====== Excerpt ======
Weekly Investor Updates (How To Communicate with Investors & Mentors)

At Year One Labs we had 20 mentors and investors. It was (and remains) a great group. Many of them were quite active in helping our portfolio companies; many continue to help. A number of them went on to invest in the companies as well. Our system for providing mentorship to the teams wasn’t perfect (connecting 20 investors/mentors with 5 startups isn’t easy), but overall it worked.

One of the things we encouraged our companies to do is send weekly investor updates via email.

The original format for these weekly updates was as follows:

  1. Key Accomplishments & Lessons Learned
  2. Next Steps & Goals
  3. How You (Investors / Mentors) Can Help

Simple and concise. We designed the updates to highlight what was important, specifically learning and focus. We wanted investors to understand how well (or not) companies were executing through the Year One Labs process, and what the results were of their efforts.
======
### Written exercise A
Copy the passage on weekly investor updates from "The original format" to "of their efforts.", swapping "concise" for "brief".
### Written exercise B
In the passage on weekly investor updates, how many mentors and investors did Year One Labs have?
The records after this point are separate material from the passage on weekly investor updates.
====== Stored rows ======
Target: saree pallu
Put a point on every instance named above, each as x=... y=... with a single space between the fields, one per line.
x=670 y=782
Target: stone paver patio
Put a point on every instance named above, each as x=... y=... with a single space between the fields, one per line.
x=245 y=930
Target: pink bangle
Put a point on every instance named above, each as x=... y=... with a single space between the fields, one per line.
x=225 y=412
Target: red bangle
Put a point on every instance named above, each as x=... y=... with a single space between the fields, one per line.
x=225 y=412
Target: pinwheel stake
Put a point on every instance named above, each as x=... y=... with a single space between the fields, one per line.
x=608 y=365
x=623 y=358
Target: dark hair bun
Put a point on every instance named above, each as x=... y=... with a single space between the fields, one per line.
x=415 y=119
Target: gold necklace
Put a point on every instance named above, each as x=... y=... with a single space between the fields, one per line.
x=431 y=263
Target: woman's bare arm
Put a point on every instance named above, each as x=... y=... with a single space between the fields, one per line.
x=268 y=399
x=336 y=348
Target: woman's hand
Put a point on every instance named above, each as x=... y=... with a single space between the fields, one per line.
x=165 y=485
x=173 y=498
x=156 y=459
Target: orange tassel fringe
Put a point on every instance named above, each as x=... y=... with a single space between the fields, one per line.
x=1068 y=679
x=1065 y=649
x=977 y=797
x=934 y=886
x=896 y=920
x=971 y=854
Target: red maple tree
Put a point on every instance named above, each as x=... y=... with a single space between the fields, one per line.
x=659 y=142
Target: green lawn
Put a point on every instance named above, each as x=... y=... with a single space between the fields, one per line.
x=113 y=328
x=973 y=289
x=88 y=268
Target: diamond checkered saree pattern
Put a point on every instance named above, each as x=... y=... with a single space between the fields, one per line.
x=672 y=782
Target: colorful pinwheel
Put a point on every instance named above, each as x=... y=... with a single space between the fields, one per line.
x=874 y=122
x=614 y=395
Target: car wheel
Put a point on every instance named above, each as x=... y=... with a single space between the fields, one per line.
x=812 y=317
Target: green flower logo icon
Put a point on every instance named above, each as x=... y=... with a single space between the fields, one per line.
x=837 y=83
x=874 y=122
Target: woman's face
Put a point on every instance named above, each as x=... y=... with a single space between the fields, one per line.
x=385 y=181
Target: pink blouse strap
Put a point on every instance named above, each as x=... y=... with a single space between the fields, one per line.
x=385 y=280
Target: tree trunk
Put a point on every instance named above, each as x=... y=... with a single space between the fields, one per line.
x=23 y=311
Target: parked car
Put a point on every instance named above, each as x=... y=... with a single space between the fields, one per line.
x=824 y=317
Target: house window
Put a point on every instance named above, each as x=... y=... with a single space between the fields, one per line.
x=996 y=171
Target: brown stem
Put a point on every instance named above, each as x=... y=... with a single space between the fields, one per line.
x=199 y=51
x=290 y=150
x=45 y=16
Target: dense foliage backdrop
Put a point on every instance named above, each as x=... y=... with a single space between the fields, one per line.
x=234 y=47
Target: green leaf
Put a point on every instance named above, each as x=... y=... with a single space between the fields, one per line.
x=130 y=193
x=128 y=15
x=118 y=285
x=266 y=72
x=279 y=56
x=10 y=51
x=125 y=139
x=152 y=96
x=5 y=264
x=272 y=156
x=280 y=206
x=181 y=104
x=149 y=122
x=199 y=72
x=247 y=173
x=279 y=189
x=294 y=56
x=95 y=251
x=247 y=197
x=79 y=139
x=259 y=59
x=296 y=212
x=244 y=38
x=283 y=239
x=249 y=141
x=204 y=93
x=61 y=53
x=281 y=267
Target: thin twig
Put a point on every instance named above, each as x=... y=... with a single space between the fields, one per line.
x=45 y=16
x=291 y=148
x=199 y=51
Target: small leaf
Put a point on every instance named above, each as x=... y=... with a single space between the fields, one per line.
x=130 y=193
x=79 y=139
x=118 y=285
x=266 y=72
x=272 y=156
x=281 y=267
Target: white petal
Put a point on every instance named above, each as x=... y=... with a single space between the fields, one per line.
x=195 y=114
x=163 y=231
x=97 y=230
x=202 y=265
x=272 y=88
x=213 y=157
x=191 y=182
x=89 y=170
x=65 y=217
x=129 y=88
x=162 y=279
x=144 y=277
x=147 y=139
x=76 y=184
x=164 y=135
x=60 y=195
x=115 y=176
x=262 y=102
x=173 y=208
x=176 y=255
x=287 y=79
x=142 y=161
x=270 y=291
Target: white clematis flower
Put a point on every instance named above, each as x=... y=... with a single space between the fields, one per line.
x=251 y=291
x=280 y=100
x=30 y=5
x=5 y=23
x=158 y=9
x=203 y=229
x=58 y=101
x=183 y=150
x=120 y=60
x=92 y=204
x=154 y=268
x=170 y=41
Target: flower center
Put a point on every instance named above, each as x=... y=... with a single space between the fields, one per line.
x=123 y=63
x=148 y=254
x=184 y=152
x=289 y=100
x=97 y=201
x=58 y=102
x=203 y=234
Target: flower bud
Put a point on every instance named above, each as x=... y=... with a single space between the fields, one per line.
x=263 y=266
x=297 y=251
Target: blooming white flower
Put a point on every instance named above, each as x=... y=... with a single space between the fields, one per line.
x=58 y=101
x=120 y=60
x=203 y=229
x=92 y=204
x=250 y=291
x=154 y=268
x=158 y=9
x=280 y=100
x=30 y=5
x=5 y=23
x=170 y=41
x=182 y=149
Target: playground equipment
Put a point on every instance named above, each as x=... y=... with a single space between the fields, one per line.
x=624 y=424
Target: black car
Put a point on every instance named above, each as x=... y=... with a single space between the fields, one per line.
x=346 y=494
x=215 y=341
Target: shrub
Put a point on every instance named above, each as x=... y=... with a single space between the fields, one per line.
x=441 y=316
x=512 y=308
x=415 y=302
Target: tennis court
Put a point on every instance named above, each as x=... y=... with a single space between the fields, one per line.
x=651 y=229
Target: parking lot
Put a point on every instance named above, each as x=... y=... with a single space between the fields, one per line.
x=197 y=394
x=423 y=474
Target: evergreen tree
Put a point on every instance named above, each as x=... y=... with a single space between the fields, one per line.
======
### Complete output A
The original format for these weekly updates was as follows:

  1. Key Accomplishments & Lessons Learned
  2. Next Steps & Goals
  3. How You (Investors / Mentors) Can Help

Simple and brief. We designed the updates to highlight what was important, specifically learning and focus. We wanted investors to understand how well (or not) companies were executing through the Year One Labs process, and what the results were of their efforts.

### Complete output B
20